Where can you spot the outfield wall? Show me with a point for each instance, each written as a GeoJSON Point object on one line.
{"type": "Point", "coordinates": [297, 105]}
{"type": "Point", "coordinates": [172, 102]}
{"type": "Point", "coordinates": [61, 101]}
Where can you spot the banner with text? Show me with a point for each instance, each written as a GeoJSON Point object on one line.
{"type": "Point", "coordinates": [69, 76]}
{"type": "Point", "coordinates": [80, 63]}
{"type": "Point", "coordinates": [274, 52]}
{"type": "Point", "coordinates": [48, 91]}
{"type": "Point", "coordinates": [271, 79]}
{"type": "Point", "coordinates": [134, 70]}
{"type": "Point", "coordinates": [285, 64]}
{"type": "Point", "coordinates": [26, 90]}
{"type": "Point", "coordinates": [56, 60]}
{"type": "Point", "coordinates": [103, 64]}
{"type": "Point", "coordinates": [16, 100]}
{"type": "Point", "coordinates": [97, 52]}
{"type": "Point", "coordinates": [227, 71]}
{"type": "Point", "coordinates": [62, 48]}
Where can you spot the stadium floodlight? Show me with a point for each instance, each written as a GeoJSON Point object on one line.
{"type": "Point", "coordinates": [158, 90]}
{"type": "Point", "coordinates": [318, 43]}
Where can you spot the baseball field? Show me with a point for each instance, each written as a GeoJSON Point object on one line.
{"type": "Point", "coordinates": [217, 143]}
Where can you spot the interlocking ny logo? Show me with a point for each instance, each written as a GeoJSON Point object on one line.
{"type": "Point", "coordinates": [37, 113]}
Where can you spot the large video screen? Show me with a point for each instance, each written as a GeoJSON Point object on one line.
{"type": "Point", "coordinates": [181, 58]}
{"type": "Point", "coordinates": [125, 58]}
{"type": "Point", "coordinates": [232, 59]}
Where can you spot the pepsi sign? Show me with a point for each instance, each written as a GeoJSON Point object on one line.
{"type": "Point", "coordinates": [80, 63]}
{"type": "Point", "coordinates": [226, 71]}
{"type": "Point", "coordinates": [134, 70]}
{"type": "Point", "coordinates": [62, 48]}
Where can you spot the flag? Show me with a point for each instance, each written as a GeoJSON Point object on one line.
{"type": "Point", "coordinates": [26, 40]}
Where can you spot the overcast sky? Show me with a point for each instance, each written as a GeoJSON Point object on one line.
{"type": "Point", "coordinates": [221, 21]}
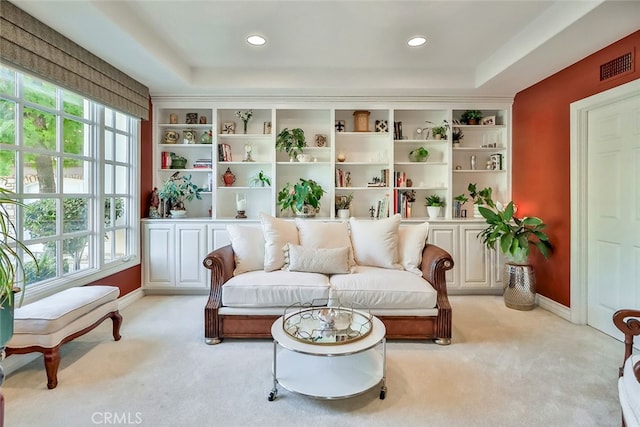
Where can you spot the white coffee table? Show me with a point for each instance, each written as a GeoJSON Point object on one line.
{"type": "Point", "coordinates": [345, 368]}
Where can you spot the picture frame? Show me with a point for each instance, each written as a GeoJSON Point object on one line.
{"type": "Point", "coordinates": [228, 128]}
{"type": "Point", "coordinates": [488, 121]}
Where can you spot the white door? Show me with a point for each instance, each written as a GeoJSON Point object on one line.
{"type": "Point", "coordinates": [613, 211]}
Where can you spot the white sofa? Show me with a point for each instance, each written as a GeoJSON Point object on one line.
{"type": "Point", "coordinates": [371, 263]}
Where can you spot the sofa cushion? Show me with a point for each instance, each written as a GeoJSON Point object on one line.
{"type": "Point", "coordinates": [381, 288]}
{"type": "Point", "coordinates": [274, 289]}
{"type": "Point", "coordinates": [56, 311]}
{"type": "Point", "coordinates": [318, 234]}
{"type": "Point", "coordinates": [375, 243]}
{"type": "Point", "coordinates": [411, 240]}
{"type": "Point", "coordinates": [629, 391]}
{"type": "Point", "coordinates": [316, 260]}
{"type": "Point", "coordinates": [247, 242]}
{"type": "Point", "coordinates": [277, 233]}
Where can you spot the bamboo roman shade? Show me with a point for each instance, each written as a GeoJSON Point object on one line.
{"type": "Point", "coordinates": [34, 47]}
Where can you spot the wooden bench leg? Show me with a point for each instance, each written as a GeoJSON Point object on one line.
{"type": "Point", "coordinates": [116, 317]}
{"type": "Point", "coordinates": [51, 363]}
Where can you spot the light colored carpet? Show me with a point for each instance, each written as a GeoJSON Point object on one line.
{"type": "Point", "coordinates": [504, 368]}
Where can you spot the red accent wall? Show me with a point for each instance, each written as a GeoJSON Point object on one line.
{"type": "Point", "coordinates": [541, 155]}
{"type": "Point", "coordinates": [131, 279]}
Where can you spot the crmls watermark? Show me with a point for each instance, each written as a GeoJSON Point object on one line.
{"type": "Point", "coordinates": [116, 418]}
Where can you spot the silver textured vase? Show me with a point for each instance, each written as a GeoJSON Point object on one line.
{"type": "Point", "coordinates": [519, 286]}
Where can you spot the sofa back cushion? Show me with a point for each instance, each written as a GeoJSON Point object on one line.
{"type": "Point", "coordinates": [375, 243]}
{"type": "Point", "coordinates": [247, 242]}
{"type": "Point", "coordinates": [317, 260]}
{"type": "Point", "coordinates": [411, 241]}
{"type": "Point", "coordinates": [324, 235]}
{"type": "Point", "coordinates": [277, 233]}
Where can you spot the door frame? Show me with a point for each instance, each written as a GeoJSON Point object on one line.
{"type": "Point", "coordinates": [579, 190]}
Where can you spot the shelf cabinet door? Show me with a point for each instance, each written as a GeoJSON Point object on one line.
{"type": "Point", "coordinates": [191, 246]}
{"type": "Point", "coordinates": [446, 237]}
{"type": "Point", "coordinates": [159, 255]}
{"type": "Point", "coordinates": [474, 259]}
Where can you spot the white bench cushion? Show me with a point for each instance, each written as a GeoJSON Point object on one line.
{"type": "Point", "coordinates": [629, 389]}
{"type": "Point", "coordinates": [274, 289]}
{"type": "Point", "coordinates": [383, 288]}
{"type": "Point", "coordinates": [56, 311]}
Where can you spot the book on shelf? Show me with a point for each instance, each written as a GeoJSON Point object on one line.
{"type": "Point", "coordinates": [224, 153]}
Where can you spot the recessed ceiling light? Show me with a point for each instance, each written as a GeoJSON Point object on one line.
{"type": "Point", "coordinates": [416, 41]}
{"type": "Point", "coordinates": [256, 40]}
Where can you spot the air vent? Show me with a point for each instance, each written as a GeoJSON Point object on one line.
{"type": "Point", "coordinates": [617, 66]}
■ ■ ■
● Work item:
Output the records above unchanged, minus their pictures.

● Exercise result:
Where can you spot the outfield wall? Show me with a point for each instance, each written as a GeoJSON Point object on one line.
{"type": "Point", "coordinates": [297, 105]}
{"type": "Point", "coordinates": [172, 102]}
{"type": "Point", "coordinates": [61, 101]}
Where can you spot the banner with text? Show me with a point for each instance, each written as a GeoJSON Point object on one line.
{"type": "Point", "coordinates": [69, 76]}
{"type": "Point", "coordinates": [80, 63]}
{"type": "Point", "coordinates": [274, 52]}
{"type": "Point", "coordinates": [48, 91]}
{"type": "Point", "coordinates": [271, 79]}
{"type": "Point", "coordinates": [134, 70]}
{"type": "Point", "coordinates": [285, 64]}
{"type": "Point", "coordinates": [26, 90]}
{"type": "Point", "coordinates": [56, 60]}
{"type": "Point", "coordinates": [103, 64]}
{"type": "Point", "coordinates": [16, 100]}
{"type": "Point", "coordinates": [97, 52]}
{"type": "Point", "coordinates": [227, 71]}
{"type": "Point", "coordinates": [62, 48]}
Where can you spot the stadium floodlight? Show me with a point for each instance, each written as a GeoJSON Point object on one line.
{"type": "Point", "coordinates": [158, 90]}
{"type": "Point", "coordinates": [318, 43]}
Where can you spot the baseball field? Show me with a point for each instance, each written as a GeoJSON Point object on one line.
{"type": "Point", "coordinates": [217, 143]}
Where can you spot the interlocking ny logo? Show me with a point for each instance, each written as a GeoJSON Point object on one line.
{"type": "Point", "coordinates": [37, 113]}
Where can you spot the large video screen? Show me with a point for each instance, each written as a GeoJSON Point object on one line.
{"type": "Point", "coordinates": [181, 58]}
{"type": "Point", "coordinates": [125, 58]}
{"type": "Point", "coordinates": [232, 59]}
Where can you spot the pepsi sign? Show me with a point for each instance, each written as a GeoJSON Point object on one line.
{"type": "Point", "coordinates": [80, 63]}
{"type": "Point", "coordinates": [226, 71]}
{"type": "Point", "coordinates": [134, 70]}
{"type": "Point", "coordinates": [62, 48]}
Where can you spot the flag? Show me with a point for each instance, each written as a GeoJSON Point object on one line.
{"type": "Point", "coordinates": [26, 40]}
Where can you spot the overcast sky? Show me with a point for each instance, each written as a GeoJSON Point object on one line.
{"type": "Point", "coordinates": [221, 21]}
Where can you spot the white coffee table? Show me with a point for each instance, each written as a GeoJSON Point object on one line.
{"type": "Point", "coordinates": [345, 368]}
Where can you spot the picture frame? Show me with a point for each instance, each written as a GeoJSON Point object on one line.
{"type": "Point", "coordinates": [228, 128]}
{"type": "Point", "coordinates": [488, 121]}
Where can you spot the white door? Show me with a point for each instance, each written as a GeoJSON Point object on one line.
{"type": "Point", "coordinates": [613, 211]}
Where can you spot the white sofa? Show me with a point for each instance, each written as a GeoJSON Point object on one line.
{"type": "Point", "coordinates": [371, 263]}
Where can you spot the sofa cushion? Show me with a point for each instance, each written as a GeoJSON Point object on one line.
{"type": "Point", "coordinates": [381, 288]}
{"type": "Point", "coordinates": [274, 289]}
{"type": "Point", "coordinates": [56, 311]}
{"type": "Point", "coordinates": [318, 234]}
{"type": "Point", "coordinates": [375, 243]}
{"type": "Point", "coordinates": [411, 240]}
{"type": "Point", "coordinates": [629, 391]}
{"type": "Point", "coordinates": [316, 260]}
{"type": "Point", "coordinates": [247, 242]}
{"type": "Point", "coordinates": [277, 233]}
Where can you spot the bamboo roman shade? Show me with a point for each instance, each written as a GeoJSON Point object on one line.
{"type": "Point", "coordinates": [34, 47]}
Where can you spot the wooden bench leg? Show me with a point for each instance, each written as a GeoJSON Point object on one line.
{"type": "Point", "coordinates": [116, 317]}
{"type": "Point", "coordinates": [51, 363]}
Where can you spot the light colored carpet? Show me with a point for each instance, each written as a GeoJSON Point object on one line.
{"type": "Point", "coordinates": [504, 368]}
Where can you spot the red accent wall? Show me with a point for each instance, each written as a GeoJSON Point object on one line.
{"type": "Point", "coordinates": [541, 155]}
{"type": "Point", "coordinates": [131, 279]}
Where can you spot the crmls watermark? Show me with a point for each instance, each written as a GeoJSON Point object on one line.
{"type": "Point", "coordinates": [116, 418]}
Where can you spot the silver textured vase? Show me with a point for each instance, each written as a GeoJSON Point object on one line.
{"type": "Point", "coordinates": [519, 286]}
Where can you spot the sofa back cushion? Show me with a point for each instance, each written as a GeoJSON Point object on one line.
{"type": "Point", "coordinates": [375, 243]}
{"type": "Point", "coordinates": [247, 242]}
{"type": "Point", "coordinates": [317, 260]}
{"type": "Point", "coordinates": [411, 241]}
{"type": "Point", "coordinates": [324, 235]}
{"type": "Point", "coordinates": [277, 233]}
Where can you spot the door frame? Show me with a point for each instance, each written as a GeoJSON Point object on one line.
{"type": "Point", "coordinates": [579, 190]}
Where can you spot the shelf cabinet door? Show me with a point for each instance, each written as a GeoJSON Point object on one line.
{"type": "Point", "coordinates": [191, 246]}
{"type": "Point", "coordinates": [446, 237]}
{"type": "Point", "coordinates": [159, 255]}
{"type": "Point", "coordinates": [474, 259]}
Where can you spot the white bench cushion? Show me with a point for each instance, each written as a GeoJSON Point object on one line.
{"type": "Point", "coordinates": [629, 389]}
{"type": "Point", "coordinates": [274, 289]}
{"type": "Point", "coordinates": [383, 288]}
{"type": "Point", "coordinates": [56, 311]}
Where can you spot the book on shelf? Show me with a point for each instance, each written as a GeoJSON Point object on one line.
{"type": "Point", "coordinates": [224, 153]}
Where can you spot the recessed ceiling light? Show me with a point for each instance, each written as a GeoJSON Point object on one line.
{"type": "Point", "coordinates": [416, 41]}
{"type": "Point", "coordinates": [256, 40]}
Where can you spot the air vent? Show me with a point for each instance, each written as a GeoJSON Point object on one line.
{"type": "Point", "coordinates": [617, 66]}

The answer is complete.